- Set exercise: Count the lines in the items below that contain the string "sliding" and reply with only that number.

- Data excerpts:
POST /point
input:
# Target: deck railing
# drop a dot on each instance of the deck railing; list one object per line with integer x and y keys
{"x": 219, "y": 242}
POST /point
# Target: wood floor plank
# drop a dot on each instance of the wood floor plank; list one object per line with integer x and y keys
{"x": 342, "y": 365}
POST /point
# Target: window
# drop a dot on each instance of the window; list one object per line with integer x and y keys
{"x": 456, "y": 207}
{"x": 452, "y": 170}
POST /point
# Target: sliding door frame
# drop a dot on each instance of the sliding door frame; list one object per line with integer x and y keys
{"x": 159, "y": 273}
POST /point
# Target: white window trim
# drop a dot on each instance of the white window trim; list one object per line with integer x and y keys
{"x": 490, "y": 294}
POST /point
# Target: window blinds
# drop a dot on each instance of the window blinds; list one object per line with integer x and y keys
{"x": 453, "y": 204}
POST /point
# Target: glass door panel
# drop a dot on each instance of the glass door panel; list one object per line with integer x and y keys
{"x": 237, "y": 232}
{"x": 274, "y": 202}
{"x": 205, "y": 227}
---
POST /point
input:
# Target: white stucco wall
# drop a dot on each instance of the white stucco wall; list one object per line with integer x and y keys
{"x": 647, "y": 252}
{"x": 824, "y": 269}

- Final result: 2